◆ **Activities**
[A] From the article on the Iran war and the poultry industry, reproduce verbatim the passage starting with "Developments in the" and going on through "told Poultry World.".
[B] In the article on the Iran war and the poultry industry, what role does Stig Munck Larsen hold within AVEC?

◆ **Passage provided**
------------------------------------
The escalating war involving the United States and Israel on one side and Iran on the other is already beginning to ripple through the global poultry industry, disrupting trade routes, raising input costs and unsettling key export markets from Europe to the Middle East.
While the immediate effects remain limited, industry players warn that the longer the conflict persists, the more severe the consequences could become.
European poultry producers are already feeling the first effects of the war between the United States and Israel and Iran, as surging energy prices and growing volatility in feed markets begin to squeeze production costs.
Developments in the Middle East could affect poultry producers in Europe primarily through indirect channels such as energy markets, fertiliser supply, and logistics, press office of the International Poultry Council (IPC) told Poultry World.
“Poultry production is sensitive to energy costs, as heating, electricity, processing and transport are all energy-intensive,” IPC noted. “If geopolitical tensions lead to sustained increases in oil or natural gas prices, this could place additional cost pressure on producers.”
Much will depend on how long the conflict lasts, as the existing difficulties can mount over time.
The scale of the negative impact on the poultry value chain will depend on the duration and intensity of the conflict in the future, commented Stig Munck Larsen, chief consultant at the Danish Agriculture and Food Council and Chair of AVEC’s Trade Working Group.
“Short-term impact will increase over time while further escalation will negatively affect the supply of key inputs to the value chain such as energy, feed and transport costs and wages, if inflation rises,” Larsen warned.
Given some of the world’s key transport routes are being affected, the conflict has the potential to significantly disrupt the global poultry trade. Exports of meat and livestock to the Middle East are likely to stop, or at least be significantly reduced, due to transport disruptions, Larsen said.
------------------------------------
◆ **Given information**

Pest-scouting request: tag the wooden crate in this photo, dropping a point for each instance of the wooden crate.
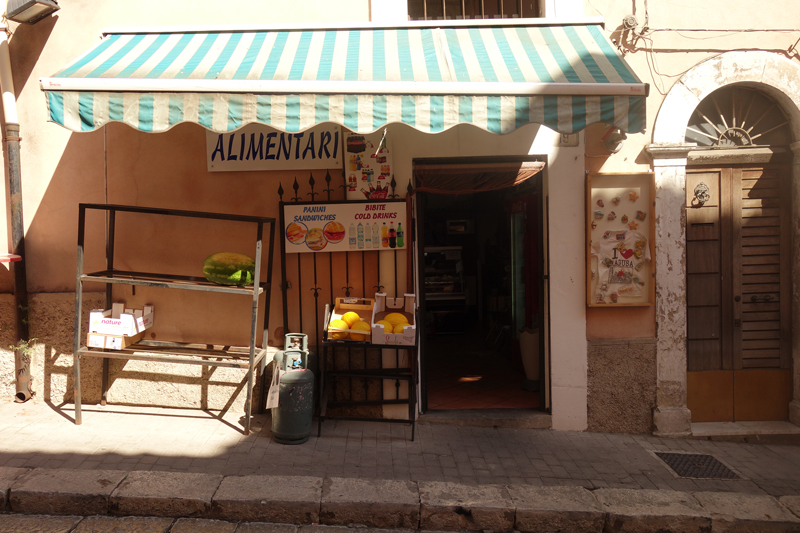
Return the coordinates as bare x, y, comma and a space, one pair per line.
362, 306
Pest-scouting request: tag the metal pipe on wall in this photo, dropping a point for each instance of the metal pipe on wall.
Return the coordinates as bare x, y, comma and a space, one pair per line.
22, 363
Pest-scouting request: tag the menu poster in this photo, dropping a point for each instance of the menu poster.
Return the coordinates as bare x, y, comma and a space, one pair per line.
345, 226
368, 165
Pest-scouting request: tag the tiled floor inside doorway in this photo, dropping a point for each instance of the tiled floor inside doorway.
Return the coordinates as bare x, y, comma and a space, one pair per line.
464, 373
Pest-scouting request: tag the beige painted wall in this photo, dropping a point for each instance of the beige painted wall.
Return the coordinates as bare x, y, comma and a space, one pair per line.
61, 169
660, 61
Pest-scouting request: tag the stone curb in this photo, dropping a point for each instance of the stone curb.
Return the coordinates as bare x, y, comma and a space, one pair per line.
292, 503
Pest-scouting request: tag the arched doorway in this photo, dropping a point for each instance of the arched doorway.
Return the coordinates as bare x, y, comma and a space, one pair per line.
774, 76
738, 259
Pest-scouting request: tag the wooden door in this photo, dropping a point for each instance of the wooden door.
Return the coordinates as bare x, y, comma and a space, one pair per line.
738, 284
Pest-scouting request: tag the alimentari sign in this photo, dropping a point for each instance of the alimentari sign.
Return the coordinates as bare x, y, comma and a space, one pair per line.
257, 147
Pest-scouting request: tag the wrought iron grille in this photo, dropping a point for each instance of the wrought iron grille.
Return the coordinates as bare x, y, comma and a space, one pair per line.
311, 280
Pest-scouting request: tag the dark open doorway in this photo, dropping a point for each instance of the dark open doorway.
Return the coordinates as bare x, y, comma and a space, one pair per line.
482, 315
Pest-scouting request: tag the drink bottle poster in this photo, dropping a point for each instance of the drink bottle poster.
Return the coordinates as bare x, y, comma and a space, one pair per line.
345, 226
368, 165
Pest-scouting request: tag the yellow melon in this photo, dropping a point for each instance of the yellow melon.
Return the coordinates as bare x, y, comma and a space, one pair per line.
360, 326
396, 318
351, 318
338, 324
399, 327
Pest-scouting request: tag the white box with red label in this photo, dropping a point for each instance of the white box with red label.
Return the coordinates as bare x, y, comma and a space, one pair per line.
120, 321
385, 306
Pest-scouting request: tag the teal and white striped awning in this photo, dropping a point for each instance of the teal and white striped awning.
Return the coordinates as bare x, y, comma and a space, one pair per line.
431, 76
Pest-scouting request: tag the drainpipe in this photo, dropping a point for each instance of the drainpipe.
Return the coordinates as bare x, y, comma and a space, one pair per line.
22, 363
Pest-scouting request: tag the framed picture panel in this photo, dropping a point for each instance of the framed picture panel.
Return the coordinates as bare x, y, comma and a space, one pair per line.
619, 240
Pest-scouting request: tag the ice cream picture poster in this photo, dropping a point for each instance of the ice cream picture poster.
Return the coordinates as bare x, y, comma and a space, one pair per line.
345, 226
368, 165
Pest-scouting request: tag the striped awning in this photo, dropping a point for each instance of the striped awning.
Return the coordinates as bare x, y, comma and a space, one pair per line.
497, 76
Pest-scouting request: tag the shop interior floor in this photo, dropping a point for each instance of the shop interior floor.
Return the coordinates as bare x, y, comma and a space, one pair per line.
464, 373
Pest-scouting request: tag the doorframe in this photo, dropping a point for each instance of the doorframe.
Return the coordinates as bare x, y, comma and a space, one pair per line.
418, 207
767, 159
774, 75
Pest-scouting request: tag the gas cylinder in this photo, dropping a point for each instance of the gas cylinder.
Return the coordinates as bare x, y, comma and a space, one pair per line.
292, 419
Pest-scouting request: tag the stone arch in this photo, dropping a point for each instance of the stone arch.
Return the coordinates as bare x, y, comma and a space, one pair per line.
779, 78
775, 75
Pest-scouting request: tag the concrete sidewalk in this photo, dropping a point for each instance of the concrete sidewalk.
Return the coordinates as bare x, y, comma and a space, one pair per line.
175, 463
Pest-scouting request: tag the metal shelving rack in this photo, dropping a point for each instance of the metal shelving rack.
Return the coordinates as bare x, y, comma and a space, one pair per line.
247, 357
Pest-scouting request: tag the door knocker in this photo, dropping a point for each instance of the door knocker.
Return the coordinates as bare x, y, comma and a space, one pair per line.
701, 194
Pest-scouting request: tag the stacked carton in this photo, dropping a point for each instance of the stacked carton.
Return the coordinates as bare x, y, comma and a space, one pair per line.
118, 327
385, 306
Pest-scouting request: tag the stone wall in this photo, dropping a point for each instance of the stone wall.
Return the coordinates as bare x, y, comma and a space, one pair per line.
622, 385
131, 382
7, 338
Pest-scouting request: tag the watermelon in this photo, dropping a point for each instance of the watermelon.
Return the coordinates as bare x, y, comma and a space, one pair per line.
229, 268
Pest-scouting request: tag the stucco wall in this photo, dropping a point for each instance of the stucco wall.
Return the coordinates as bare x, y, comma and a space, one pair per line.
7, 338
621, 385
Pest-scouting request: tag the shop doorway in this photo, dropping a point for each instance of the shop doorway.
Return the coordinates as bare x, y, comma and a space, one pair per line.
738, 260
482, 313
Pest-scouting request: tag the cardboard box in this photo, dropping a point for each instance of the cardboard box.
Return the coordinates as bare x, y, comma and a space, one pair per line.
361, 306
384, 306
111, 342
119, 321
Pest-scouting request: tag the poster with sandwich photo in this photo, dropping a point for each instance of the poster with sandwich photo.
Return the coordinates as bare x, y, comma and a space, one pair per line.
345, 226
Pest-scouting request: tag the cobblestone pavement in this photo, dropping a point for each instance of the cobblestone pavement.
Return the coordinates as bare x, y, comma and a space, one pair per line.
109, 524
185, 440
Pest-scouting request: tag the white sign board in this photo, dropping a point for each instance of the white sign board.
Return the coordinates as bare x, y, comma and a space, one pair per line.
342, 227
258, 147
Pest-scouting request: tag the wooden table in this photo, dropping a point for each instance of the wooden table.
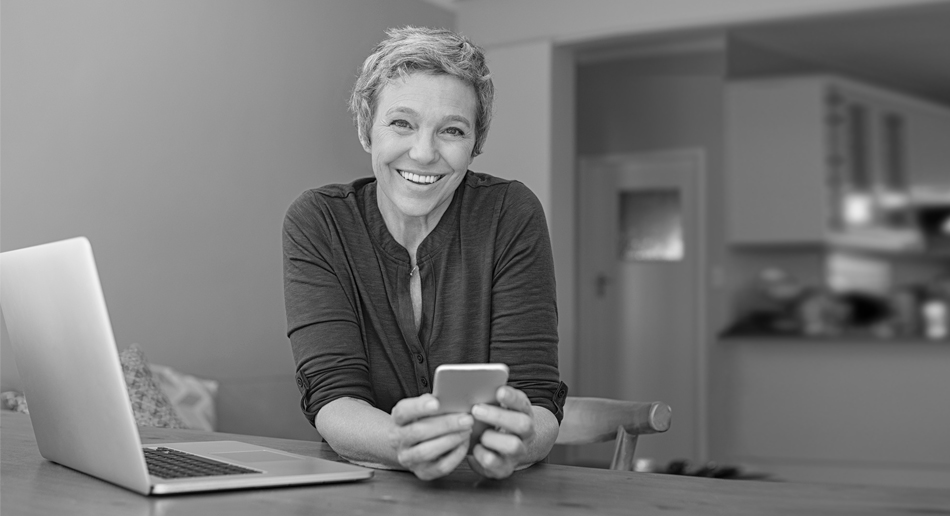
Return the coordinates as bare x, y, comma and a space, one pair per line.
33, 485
------------------------------------
◆ **Solutions by task**
[A]
Developments in the Middle East could affect poultry producers in Europe primarily through indirect channels such as energy markets, fertiliser supply, and logistics, press office of the International Poultry Council (IPC) told Poultry World.

[B] He is Chair of AVEC's Trade Working Group.